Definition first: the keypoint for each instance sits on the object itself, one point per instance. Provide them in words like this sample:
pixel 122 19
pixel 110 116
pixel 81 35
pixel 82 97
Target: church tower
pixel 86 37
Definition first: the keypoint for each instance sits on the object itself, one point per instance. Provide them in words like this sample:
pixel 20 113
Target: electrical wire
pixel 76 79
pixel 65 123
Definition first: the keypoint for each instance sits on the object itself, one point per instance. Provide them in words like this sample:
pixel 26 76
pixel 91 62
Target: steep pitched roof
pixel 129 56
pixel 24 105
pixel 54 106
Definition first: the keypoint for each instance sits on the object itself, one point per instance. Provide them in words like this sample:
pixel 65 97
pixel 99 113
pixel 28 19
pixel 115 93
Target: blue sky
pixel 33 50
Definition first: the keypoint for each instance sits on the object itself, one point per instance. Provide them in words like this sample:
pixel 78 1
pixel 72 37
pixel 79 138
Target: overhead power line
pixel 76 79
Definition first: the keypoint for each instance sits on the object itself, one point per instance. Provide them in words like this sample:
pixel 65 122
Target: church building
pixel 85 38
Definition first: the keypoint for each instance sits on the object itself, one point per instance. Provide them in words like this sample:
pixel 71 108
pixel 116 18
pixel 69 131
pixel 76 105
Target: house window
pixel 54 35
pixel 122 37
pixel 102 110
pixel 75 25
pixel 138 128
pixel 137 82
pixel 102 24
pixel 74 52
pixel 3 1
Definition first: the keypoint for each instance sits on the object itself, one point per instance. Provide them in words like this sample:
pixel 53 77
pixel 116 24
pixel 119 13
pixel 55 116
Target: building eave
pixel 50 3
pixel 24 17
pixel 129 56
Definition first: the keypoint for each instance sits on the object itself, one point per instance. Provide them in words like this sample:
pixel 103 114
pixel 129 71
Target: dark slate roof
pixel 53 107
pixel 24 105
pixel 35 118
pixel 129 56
================================
> **Problem requirements**
Restate every entry exactly. Leave nothing out.

> **Result of the exercise**
Definition first: the keypoint for each instance sits on the object itself, one point per instance. Provide them in words like this sample:
pixel 122 19
pixel 110 116
pixel 81 35
pixel 82 97
Target: church tower
pixel 86 37
Definition first: the keypoint for each instance sits on the object itself, one point per instance. Provide them in words like this sample:
pixel 20 113
Target: electrical wire
pixel 76 79
pixel 65 123
Definition first: the keypoint for each instance sits on the object itself, one point per instance. Provide them in words like this sample:
pixel 26 76
pixel 91 62
Target: steep pitched roof
pixel 129 56
pixel 24 105
pixel 54 106
Definition first: the keypoint for each instance sits on the object itself, one point per instance. Provide them in words like this sample:
pixel 65 97
pixel 99 113
pixel 28 19
pixel 115 93
Target: blue sky
pixel 33 50
Definition first: the keypoint for each instance sits on the object itself, one point per instance. Provide them in words like this sample:
pixel 78 1
pixel 72 37
pixel 79 138
Target: overhead power line
pixel 76 79
Definition first: the keypoint for each instance sits on the object itself, one point per instance. Provide them in words like this sample:
pixel 65 122
Target: church building
pixel 85 38
Definition first: the keypoint for each instance sits on the object itself, one point per instance. Provide them in words like this sample:
pixel 71 108
pixel 116 18
pixel 69 131
pixel 76 105
Target: house window
pixel 54 35
pixel 122 37
pixel 102 110
pixel 75 25
pixel 138 128
pixel 137 82
pixel 102 24
pixel 74 52
pixel 3 1
Definition first: the keypoint for each instance sits on the object itself, one point per instance. Provide them in words like this sample:
pixel 53 77
pixel 116 24
pixel 119 13
pixel 55 116
Target: building eave
pixel 50 3
pixel 24 17
pixel 129 56
Definition first: the keypoint for each instance sits on the object itself, one point per instance. Provide them in words like this sample:
pixel 103 114
pixel 129 71
Target: dark slate roof
pixel 53 107
pixel 24 105
pixel 35 118
pixel 129 56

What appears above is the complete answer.